[START]
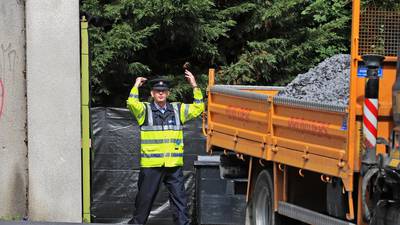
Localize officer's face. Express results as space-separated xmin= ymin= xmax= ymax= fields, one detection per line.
xmin=151 ymin=90 xmax=169 ymax=103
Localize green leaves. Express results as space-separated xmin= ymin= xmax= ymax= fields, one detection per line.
xmin=81 ymin=0 xmax=354 ymax=106
xmin=221 ymin=0 xmax=351 ymax=85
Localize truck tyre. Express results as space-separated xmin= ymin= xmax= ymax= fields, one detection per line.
xmin=248 ymin=170 xmax=280 ymax=225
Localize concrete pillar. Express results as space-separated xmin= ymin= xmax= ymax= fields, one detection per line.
xmin=26 ymin=0 xmax=82 ymax=222
xmin=0 ymin=0 xmax=27 ymax=220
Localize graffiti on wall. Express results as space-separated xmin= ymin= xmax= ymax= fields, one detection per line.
xmin=0 ymin=43 xmax=17 ymax=118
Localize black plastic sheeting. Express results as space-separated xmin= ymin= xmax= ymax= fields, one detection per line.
xmin=91 ymin=107 xmax=205 ymax=225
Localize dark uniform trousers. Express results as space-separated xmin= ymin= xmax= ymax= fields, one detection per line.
xmin=128 ymin=166 xmax=190 ymax=225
[END]
◆ TO BE DONE ◆
Can you reproduce every entry above with "Localize" swapped for "Locate", keeping everything else the same and leaving out the pictures?

◆ FINISHED TASK ◆
Locate officer's face. Express results as space-separated xmin= ymin= xmax= ymax= fields, one detection per line.
xmin=151 ymin=90 xmax=169 ymax=103
Locate green leaves. Express results as space-separated xmin= ymin= xmax= ymax= fields, one detection per line.
xmin=81 ymin=0 xmax=354 ymax=106
xmin=221 ymin=0 xmax=351 ymax=85
Locate truck tyre. Express results as space-separated xmin= ymin= xmax= ymax= fields, one detection per line.
xmin=248 ymin=170 xmax=280 ymax=225
Locate concrete pillar. Express results as space-separated xmin= ymin= xmax= ymax= fields, one detection per line.
xmin=26 ymin=0 xmax=82 ymax=222
xmin=0 ymin=0 xmax=27 ymax=220
Locate graffiti on wall. Express results as space-separated xmin= ymin= xmax= ymax= fields, one detection per line.
xmin=0 ymin=43 xmax=17 ymax=118
Locate black plastic sheeting. Express results as space-separated xmin= ymin= xmax= ymax= fields, one detection per line.
xmin=91 ymin=107 xmax=205 ymax=225
Locate dark uniform trousers. Express results as space-separated xmin= ymin= xmax= ymax= fields, one detection per line.
xmin=128 ymin=166 xmax=190 ymax=225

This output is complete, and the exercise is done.